» Dataset records

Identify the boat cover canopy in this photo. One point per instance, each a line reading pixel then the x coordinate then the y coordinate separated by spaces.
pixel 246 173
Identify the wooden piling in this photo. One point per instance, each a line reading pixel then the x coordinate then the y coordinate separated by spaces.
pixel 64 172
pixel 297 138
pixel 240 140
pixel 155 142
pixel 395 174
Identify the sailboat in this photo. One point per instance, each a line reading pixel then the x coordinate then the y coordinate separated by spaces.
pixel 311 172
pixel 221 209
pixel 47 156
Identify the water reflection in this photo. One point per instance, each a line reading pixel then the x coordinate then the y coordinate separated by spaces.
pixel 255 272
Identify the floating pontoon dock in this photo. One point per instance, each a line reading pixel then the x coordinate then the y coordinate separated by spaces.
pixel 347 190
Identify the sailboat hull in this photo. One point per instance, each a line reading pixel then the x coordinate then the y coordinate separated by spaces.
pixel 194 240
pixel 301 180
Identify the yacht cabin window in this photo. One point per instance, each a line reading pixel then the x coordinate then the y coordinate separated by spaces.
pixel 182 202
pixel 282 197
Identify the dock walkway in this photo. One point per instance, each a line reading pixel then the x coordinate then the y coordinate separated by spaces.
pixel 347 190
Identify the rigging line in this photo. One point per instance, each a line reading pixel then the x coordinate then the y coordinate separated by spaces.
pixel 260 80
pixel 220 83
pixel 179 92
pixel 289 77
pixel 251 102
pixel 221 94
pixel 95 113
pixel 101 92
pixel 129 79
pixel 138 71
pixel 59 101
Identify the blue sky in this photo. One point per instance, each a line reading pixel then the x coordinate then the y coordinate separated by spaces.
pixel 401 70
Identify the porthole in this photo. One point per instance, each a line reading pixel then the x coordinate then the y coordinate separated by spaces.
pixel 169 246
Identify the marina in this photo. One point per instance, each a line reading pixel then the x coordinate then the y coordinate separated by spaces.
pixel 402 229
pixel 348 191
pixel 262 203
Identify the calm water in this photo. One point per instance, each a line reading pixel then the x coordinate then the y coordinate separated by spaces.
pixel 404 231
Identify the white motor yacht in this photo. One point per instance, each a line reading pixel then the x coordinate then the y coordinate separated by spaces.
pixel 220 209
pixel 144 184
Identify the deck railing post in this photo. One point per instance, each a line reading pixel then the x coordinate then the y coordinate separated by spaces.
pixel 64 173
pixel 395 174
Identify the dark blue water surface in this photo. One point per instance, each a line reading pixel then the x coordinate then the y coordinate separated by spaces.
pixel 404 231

» Problem statement
Rewrite the rows above as a numbered list, starting at the line containing "Identify the wooden" and ending at the line containing "pixel 401 70", with both of those lines included and any blank lines skipped.

» Full answer
1. Identify the wooden piling in this photo. One point per instance, each a line reading pixel then the x coordinate then the y coordinate separated by spaces.
2. pixel 64 172
3. pixel 297 138
4. pixel 240 140
5. pixel 155 142
6. pixel 395 174
7. Identify the sailboat in this photo. One point per instance, each a line reading pixel then the x coordinate then the y coordinate separated by spaces.
8. pixel 311 172
9. pixel 221 209
10. pixel 47 156
11. Identify the water reflection in this photo. One point per instance, each a line reading pixel then the x coordinate then the y coordinate separated by spaces.
12. pixel 255 272
13. Identify the floating pontoon dock in this photo. One point per instance, each a line reading pixel then the x coordinate then the y coordinate separated by spaces.
14. pixel 347 190
15. Identify the sailboat hull in this photo. One point per instance, each a line reading pixel then the x coordinate then the y coordinate separated by spaces.
16. pixel 194 240
17. pixel 301 180
18. Identify the yacht cabin window in this photo. One point per instance, each a line reading pixel then the x coordinate then the y coordinate separated by spaces.
19. pixel 182 202
20. pixel 282 197
21. Identify the dock walkway in this photo. One point per instance, each a line reading pixel then the x coordinate then the y coordinate separated by spaces.
22. pixel 347 190
23. Identify the rigging line in this photo. One point per instance, each a line reading pixel then the x coordinate then the y coordinate separated by spaces.
24. pixel 260 80
25. pixel 220 83
26. pixel 179 92
27. pixel 289 77
28. pixel 251 102
29. pixel 221 94
30. pixel 95 113
31. pixel 101 92
32. pixel 129 79
33. pixel 138 71
34. pixel 59 101
35. Identify the blue sky in this photo. One point per instance, each a line reading pixel then the x coordinate then the y coordinate separated by spaces.
36. pixel 401 70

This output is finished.